---------- Document passage

Box Office Report: Tubelight Flickers

I am so proud of that headline!  SO PROUD!!!!!  Everyone, stand back and admire it………..Okay, moving on, box office!

I used to have to give this whole explanation for what the numbers mean and why I report them they way I do and so on and so on.  But now I can just link you back to that very very long post I wrote for Hindi Film 101 going into every single aspect of box office performance and why it is like it is.  Here you go, read this!  Then come back here for this week’s report. (as always, numbers come from Rentrack by way of BollywoodHungama)

 

Now, the big news this week is “DJ Beats Tubelight!  Hindi Cinema is Dead!  Long Live Telugu Films!!!!!”  But, that’s actually not true at all.  It’s not “DJ Beats Tubelight“, it’s “Tubelight Bad; DJ Average; Correlation is Not Causation”.

 

DJ did $4,596 per screen in the US.  Which is on the good side of average for opening weekend for a major Telugu film.  Telugu is big business in America, big openings are standard, both in number of screens and amount per screen.  Plus, with the doubled ticket prices for a big opening, the per screens can quickly go above what is “normal” for a Hindi film, without being a really really huge hit.

Image result for dj telugu poster

(Or maybe people were just excited to see Allu with semi-normal hair)

Tubelight, on the other hand, did $2,214 per screen.  Which is decent for something like Hindi Medium, means people showed up and bought tickets, but really abysmal for a Khan release.

--------------------
---------- Task inputs

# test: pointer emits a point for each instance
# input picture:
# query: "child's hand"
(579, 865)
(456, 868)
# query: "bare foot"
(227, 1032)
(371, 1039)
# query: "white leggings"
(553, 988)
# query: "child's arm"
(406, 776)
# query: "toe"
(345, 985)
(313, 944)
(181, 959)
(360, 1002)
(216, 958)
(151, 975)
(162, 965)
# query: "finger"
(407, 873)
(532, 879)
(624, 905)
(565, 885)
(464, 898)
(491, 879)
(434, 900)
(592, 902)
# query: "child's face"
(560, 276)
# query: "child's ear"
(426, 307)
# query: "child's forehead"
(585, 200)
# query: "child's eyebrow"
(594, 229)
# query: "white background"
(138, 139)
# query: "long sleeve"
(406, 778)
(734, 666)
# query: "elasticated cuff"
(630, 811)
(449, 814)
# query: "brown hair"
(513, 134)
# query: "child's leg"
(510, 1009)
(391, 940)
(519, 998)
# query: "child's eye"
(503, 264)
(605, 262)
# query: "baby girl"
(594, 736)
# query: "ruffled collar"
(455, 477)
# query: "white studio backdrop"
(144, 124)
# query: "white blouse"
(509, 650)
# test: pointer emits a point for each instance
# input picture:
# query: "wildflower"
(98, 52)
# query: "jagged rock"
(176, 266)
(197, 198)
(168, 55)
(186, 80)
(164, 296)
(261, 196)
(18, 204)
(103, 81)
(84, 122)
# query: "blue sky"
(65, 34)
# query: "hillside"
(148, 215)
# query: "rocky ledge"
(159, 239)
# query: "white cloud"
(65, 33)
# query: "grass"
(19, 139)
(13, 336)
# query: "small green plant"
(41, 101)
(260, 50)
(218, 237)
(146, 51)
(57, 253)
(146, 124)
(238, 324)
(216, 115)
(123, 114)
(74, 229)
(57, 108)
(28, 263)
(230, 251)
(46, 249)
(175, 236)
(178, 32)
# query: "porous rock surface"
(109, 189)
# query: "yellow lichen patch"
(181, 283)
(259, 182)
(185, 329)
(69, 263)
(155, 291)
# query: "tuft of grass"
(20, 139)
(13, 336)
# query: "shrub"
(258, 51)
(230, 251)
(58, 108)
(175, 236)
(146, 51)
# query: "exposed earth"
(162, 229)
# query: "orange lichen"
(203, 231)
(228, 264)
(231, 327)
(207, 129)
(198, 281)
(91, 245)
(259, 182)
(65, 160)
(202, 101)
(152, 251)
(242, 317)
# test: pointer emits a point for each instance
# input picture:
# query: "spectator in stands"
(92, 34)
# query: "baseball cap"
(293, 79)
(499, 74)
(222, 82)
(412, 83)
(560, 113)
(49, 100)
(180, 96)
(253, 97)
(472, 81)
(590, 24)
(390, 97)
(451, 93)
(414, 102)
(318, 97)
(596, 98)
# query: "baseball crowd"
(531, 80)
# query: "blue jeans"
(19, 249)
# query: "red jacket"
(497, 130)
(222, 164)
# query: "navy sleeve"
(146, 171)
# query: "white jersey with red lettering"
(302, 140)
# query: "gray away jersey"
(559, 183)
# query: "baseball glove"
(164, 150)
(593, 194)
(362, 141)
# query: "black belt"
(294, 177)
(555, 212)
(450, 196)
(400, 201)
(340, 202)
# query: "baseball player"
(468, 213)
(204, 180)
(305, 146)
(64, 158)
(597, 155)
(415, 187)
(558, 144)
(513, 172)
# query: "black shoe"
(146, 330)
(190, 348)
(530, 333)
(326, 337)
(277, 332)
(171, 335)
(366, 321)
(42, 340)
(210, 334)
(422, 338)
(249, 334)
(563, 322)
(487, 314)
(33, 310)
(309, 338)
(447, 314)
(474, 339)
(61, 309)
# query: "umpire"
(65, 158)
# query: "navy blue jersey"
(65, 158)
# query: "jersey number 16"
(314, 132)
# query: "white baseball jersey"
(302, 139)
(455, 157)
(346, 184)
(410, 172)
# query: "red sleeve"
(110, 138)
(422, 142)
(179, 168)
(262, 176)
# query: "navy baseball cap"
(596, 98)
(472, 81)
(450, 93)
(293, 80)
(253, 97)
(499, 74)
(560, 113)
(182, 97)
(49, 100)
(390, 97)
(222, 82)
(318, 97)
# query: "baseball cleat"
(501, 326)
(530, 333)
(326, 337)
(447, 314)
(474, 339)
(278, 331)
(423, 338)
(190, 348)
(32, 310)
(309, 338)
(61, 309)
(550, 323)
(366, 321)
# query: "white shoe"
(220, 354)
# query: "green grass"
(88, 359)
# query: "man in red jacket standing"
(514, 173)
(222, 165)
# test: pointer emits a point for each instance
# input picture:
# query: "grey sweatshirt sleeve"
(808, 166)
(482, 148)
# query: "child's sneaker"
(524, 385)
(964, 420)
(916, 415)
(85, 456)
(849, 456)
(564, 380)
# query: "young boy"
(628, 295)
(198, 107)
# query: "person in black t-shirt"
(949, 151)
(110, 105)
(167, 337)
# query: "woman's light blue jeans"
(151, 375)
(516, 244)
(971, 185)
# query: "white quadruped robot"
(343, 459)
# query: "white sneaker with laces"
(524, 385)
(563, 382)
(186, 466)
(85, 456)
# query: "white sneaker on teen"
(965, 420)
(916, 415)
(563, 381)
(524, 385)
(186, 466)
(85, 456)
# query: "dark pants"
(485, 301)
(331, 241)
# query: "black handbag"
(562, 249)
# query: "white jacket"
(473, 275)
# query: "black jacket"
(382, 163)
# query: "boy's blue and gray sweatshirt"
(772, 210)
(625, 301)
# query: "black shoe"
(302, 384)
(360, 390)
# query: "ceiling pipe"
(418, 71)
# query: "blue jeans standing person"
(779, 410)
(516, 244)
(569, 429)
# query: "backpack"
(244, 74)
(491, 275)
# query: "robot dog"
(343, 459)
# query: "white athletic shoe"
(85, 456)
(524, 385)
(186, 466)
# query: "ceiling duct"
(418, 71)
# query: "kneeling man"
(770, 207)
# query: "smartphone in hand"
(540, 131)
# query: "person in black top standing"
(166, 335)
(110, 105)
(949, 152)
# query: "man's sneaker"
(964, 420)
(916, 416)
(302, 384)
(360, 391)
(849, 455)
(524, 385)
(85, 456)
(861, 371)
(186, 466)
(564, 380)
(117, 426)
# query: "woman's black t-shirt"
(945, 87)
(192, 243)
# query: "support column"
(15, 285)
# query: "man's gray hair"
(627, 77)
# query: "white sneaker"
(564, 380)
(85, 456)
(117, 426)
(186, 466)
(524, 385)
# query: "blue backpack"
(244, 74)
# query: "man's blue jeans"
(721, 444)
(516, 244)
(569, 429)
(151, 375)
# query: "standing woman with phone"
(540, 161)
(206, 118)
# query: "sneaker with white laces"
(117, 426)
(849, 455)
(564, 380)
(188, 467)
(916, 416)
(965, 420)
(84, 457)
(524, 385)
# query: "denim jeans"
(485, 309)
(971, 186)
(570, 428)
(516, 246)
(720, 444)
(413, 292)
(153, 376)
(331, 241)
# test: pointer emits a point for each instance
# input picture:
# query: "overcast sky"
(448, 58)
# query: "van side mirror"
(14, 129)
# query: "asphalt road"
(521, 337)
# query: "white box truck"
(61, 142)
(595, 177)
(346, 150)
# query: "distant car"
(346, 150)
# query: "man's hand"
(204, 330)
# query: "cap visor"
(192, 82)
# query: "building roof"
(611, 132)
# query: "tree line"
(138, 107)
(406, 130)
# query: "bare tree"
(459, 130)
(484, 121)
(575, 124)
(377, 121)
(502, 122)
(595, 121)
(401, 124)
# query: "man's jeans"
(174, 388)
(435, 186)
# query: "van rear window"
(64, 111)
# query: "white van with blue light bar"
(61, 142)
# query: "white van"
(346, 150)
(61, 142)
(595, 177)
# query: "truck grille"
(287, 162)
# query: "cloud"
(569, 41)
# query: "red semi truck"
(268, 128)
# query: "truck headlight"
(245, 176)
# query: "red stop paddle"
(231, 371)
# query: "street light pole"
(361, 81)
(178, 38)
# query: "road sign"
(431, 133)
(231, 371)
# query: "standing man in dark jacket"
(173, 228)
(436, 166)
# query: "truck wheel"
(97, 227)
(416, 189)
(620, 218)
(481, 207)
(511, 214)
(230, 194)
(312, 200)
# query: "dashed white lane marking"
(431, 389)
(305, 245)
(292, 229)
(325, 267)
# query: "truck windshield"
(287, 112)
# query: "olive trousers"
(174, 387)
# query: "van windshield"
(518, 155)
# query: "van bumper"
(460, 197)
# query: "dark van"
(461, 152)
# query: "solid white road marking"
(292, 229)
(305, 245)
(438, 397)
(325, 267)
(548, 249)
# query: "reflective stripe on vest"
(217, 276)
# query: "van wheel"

--------------------

> Problems and tasks:
- A) In the box office report, how much did Tubelight earn per screen?
- B) List every row that contains the string "backpack", treating uppercase and lowercase as different.

> Responses in order:
- A) $2,214 per screen.

- B)
# query: "backpack"
# query: "blue backpack"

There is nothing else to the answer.